Exercise set:
a) In the research areas text, which two phyla are named as sites of the unexpectedly rapid pace of new protein evolution?
b) Repeat word for word the part of the research areas text that opens with the words containing "Gene/protein expression and" and closes with "over evolutionary time.".

Gene/protein expression and regulation
Developmental and tissue specific transcriptome, post-transcriptional regulation and proteome data provide essential information to informatively translate a pathogen’s genome. Synchronized life cycle stages and dissected individual tissues are used to successfully compartmentalize the functions and define phylogenetic conservation and diversification among species.
Evolution of genomes, genes and proteins
Using comparative analysis and evolutionary principles we have discovered key insight into the unexpectedly rapid pace of new protein evolution within a metazoan and particularly within the Nematoda and Platyhelminthes Phyla. We furthermore focus on protein family birth and death, and protein expansion and reductions over evolutionary time.
We use a reverse vaccinology approach (based on protein conservation, gene expression profiles over the life cycles, MS proteomic detection, host antibody production to nematode targets) to identified nematode-originated molecules that activate innate and acquired immunity that we are exploring as promising targets for broad spectrum anthelmintic vaccine targets.
Host response to infection
We analyze high-throughput host transcriptomics (RNA-Seq) and proteomics (protein microarray) to identify genes and functional pathways altered in response to infections. Analyzing host response (human and mice) using lung tissues, PBMCs, T cells, B cells to a variety of infections (helminths, tuberculosis, malaria), provides better understanding of the infection process and the immune response.
Discovery of drug targets and drugs
Population genomics and drug resistance
We study genome variations within and between populations to gain insights into geographical differentiation and gene flow, transmission patterns and evolution of parasites. We use GWAS and forward genetic screens that can greatly facilitate identification of genetic variants correlated with phenotypes of biomedical interests (e.g., infection behavior, drug resistance, etc.), central to understanding population biology and molecular epidemiology of helminth parasites.
Microbiome in infectious diseases
The human intestine and its microbiota is the most common infection site for soil-transmitted helminths, therefore we study the complex cross-kingdom interactions between worm, host immune system and the micro biome. We use targeted and shotgun metagenomics to determine changes in micro biome assemblages during and after clearance of infection.
Databases, bioinformatic approaches & tools
We have a sustained commitment to go beyond the generation of sequence data. Through the development of public facing databases we organize our data in a manner that can be easily used by the scientific community in general. We also generate tools and approaches for the analysis of high-throughput parasite omics data.

Source information:

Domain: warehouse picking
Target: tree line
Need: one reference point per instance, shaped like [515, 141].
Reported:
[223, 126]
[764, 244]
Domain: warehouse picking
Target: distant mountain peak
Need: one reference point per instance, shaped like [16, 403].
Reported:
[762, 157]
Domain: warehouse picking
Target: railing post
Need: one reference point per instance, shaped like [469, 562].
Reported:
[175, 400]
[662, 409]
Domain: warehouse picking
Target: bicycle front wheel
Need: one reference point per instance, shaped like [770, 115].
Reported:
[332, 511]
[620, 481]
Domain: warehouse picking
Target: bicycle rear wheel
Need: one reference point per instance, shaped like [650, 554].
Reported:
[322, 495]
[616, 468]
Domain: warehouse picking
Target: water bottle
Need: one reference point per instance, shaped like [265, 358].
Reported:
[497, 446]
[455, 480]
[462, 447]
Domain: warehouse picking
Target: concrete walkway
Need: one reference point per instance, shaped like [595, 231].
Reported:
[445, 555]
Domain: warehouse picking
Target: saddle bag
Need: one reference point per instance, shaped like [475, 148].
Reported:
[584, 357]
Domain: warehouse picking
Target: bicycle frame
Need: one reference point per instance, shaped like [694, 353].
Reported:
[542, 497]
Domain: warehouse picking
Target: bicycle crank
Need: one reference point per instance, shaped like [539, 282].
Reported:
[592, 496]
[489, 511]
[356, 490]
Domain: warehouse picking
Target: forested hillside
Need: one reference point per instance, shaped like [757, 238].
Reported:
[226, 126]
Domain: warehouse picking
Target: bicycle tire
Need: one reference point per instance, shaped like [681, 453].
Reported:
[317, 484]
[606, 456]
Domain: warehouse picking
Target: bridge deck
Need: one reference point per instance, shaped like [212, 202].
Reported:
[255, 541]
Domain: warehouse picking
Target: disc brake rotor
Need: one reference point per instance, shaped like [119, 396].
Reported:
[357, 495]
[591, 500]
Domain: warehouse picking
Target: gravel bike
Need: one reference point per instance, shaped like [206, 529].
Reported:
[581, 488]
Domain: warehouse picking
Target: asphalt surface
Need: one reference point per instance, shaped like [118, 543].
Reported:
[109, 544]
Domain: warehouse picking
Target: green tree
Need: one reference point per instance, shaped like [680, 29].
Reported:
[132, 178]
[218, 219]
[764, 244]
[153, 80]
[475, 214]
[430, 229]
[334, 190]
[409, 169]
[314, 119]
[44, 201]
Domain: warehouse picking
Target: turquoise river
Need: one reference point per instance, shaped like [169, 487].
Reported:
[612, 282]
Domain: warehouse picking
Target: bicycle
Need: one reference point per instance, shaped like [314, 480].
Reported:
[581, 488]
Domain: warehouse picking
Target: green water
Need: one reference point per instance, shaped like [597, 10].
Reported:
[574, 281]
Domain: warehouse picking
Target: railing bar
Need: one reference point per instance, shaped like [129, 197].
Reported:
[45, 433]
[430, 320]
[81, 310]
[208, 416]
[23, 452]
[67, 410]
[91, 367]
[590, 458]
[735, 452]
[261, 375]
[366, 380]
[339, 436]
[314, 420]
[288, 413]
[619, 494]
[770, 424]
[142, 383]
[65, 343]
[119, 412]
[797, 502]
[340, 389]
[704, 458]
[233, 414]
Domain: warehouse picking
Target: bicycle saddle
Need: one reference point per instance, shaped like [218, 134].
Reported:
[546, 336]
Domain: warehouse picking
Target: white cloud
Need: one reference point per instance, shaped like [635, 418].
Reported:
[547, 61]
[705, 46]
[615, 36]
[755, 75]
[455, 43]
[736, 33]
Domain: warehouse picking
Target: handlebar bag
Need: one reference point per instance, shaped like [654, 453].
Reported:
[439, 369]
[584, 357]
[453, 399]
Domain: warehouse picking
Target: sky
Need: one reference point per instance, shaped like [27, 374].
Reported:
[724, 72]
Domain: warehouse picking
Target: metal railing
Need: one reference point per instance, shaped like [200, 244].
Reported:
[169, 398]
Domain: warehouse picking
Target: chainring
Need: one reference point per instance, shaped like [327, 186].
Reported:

Results by task:
a) Nematoda and Platyhelminthes

b)
Gene/protein expression and regulation
Developmental and tissue specific transcriptome, post-transcriptional regulation and proteome data provide essential information to informatively translate a pathogen’s genome. Synchronized life cycle stages and dissected individual tissues are used to successfully compartmentalize the functions and define phylogenetic conservation and diversification among species.
Evolution of genomes, genes and proteins
Using comparative analysis and evolutionary principles we have discovered key insight into the unexpectedly rapid pace of new protein evolution within a metazoan and particularly within the Nematoda and Platyhelminthes Phyla. We furthermore focus on protein family birth and death, and protein expansion and reductions over evolutionary time.